**Some rows:**

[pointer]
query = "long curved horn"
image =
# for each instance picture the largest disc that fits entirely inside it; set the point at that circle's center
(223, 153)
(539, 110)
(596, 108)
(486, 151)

...

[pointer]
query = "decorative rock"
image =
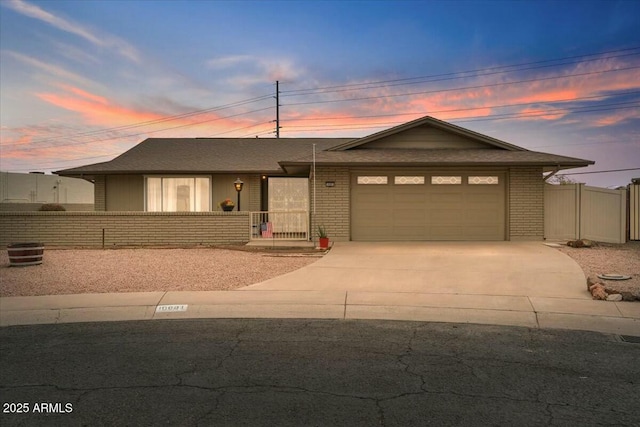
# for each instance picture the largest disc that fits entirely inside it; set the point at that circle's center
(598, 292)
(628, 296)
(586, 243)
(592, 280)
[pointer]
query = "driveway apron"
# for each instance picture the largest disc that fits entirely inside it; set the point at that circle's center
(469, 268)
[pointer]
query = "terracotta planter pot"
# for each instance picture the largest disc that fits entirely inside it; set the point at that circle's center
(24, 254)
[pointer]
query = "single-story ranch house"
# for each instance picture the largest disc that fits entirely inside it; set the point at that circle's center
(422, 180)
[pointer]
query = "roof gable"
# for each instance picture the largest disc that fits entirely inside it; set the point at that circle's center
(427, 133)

==

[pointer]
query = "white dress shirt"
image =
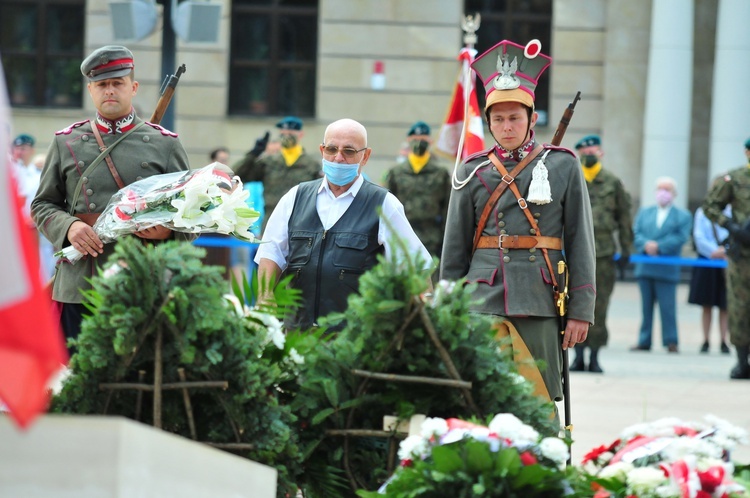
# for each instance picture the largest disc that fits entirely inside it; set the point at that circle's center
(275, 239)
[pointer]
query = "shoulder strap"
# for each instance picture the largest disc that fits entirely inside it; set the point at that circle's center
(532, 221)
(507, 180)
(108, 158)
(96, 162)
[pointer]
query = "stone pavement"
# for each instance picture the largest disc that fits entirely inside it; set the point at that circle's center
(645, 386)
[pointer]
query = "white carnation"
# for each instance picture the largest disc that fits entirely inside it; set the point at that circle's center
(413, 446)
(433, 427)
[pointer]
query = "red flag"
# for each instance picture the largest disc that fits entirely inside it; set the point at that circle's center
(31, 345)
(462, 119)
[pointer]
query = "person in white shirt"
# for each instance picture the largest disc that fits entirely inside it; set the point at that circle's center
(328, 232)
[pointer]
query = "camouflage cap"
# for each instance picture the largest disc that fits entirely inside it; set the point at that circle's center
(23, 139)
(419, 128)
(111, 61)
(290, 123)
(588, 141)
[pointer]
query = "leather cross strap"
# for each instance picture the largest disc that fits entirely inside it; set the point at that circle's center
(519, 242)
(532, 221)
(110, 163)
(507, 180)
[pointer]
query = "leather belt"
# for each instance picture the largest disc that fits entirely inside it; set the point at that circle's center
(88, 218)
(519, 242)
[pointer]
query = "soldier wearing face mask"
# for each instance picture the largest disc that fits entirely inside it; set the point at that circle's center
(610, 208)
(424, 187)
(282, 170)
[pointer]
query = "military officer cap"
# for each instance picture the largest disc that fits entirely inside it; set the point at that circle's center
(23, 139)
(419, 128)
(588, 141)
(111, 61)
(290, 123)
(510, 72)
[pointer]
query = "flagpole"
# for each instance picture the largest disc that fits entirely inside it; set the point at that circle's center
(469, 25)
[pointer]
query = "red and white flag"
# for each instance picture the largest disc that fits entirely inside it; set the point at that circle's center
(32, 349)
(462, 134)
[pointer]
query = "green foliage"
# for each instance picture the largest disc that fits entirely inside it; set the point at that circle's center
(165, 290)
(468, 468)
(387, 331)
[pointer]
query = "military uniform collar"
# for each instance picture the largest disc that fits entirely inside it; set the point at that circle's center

**What to do:** Count the lines in the rows above that contain the string "military". Reply with the number alone.

**The solution:** 2